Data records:
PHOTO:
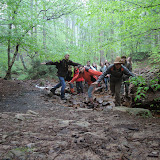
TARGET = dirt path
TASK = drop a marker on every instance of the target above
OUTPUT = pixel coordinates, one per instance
(52, 131)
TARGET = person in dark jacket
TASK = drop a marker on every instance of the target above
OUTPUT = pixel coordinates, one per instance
(125, 78)
(89, 76)
(62, 66)
(116, 72)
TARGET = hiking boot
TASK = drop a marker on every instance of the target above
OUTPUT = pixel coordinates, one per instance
(63, 98)
(53, 90)
(91, 106)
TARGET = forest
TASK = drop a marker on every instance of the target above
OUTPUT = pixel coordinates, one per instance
(35, 31)
(36, 123)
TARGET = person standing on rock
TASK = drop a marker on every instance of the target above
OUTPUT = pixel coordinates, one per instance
(116, 72)
(62, 66)
(125, 78)
(89, 76)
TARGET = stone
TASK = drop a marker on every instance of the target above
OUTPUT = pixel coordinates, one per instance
(134, 111)
(82, 123)
(20, 117)
(32, 112)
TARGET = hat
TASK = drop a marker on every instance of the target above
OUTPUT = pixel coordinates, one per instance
(124, 57)
(118, 60)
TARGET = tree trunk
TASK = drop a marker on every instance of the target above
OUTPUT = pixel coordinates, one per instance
(24, 66)
(8, 74)
(9, 49)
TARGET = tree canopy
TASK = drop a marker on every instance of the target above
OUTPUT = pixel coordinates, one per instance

### Stated goal:
Reproduce exactly, with nothing added, the lines from the one that contains "TARGET = person in dark jacket" to the end of the data.

### Response:
TARGET = person in dark jacket
TASK = drop a marker on every instance of the target above
OUTPUT = pixel coordinates, one per instance
(125, 78)
(89, 76)
(62, 66)
(116, 72)
TARGET = hiking boot
TASK = drop a marker on every instance of the target above
OUTPUT = pixel coordinates, one per instance
(63, 98)
(53, 90)
(91, 106)
TARGET = forest
TASK = drop a marker on every instance of the target above
OUTPUT = pixel coordinates, one per instance
(35, 31)
(36, 123)
TARGET = person standing on rock
TASK = drop a marker on every instance of the target above
OUTPUT = pixel coordinates, one per instance
(116, 72)
(62, 66)
(125, 78)
(89, 76)
TARGET = stone
TASK = drop a marker on every instance of the target above
OUTPUT = pixel coordinates, one per instance
(134, 111)
(82, 123)
(20, 117)
(32, 112)
TARGET = hat
TASK = drop a marker on every instance of the target above
OUTPUT = pixel coordinates, one per instance
(124, 57)
(118, 60)
TARGET = tree trunk
TASK = drop a marker on every instance of the target above
OUTPUT = pixel coordinates, one per instance
(24, 66)
(8, 74)
(9, 49)
TARGET = tree canopy
TASK = drop a marker on every instance of the target above
OUTPUT = pixel coordinates, one per instance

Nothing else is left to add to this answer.